WHAT NEEDS TO BE DONE: Please render all of the data below as a two-column CSV headed input and output, one row apiece, with each text in the first column and its answer in the second. Quote every field and replace line breaks with spaces.

EXTRACTED INFORMATION:
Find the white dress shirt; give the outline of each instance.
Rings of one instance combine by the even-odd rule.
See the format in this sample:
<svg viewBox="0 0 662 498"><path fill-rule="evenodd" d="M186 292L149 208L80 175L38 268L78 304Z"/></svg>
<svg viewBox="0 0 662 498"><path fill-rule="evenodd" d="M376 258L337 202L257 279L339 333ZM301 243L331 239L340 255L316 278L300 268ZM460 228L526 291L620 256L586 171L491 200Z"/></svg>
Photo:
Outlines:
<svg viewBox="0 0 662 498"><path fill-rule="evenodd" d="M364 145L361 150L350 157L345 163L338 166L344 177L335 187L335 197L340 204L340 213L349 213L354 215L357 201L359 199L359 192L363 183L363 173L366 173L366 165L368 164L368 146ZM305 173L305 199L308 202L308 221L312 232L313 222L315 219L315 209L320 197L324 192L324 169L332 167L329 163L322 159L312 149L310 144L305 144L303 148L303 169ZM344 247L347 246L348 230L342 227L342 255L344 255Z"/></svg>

EXERCISE RESULT:
input,output
"Find the white dress shirt; give the outline of each instance. Rings of one instance combine by the even-odd rule. See the format in this sample: <svg viewBox=""0 0 662 498""><path fill-rule=""evenodd"" d=""M186 292L149 208L80 175L38 268L78 304Z""/></svg> <svg viewBox=""0 0 662 498""><path fill-rule=""evenodd"" d=""M376 258L337 202L257 279L339 333ZM301 243L331 239L340 255L316 278L300 268ZM460 228L526 291L620 256L586 171L491 200Z""/></svg> Photo: Outlines:","<svg viewBox=""0 0 662 498""><path fill-rule=""evenodd"" d=""M364 145L361 150L350 157L345 163L338 166L344 177L335 187L335 197L340 204L340 213L349 213L354 215L357 201L359 199L359 192L363 183L363 173L366 173L366 165L368 164L368 146ZM305 173L305 199L308 202L308 221L312 232L313 222L315 219L315 209L320 197L324 192L324 169L332 167L329 163L322 159L312 149L310 144L305 144L303 148L303 169ZM344 247L347 246L348 230L342 227L342 255L344 255Z""/></svg>"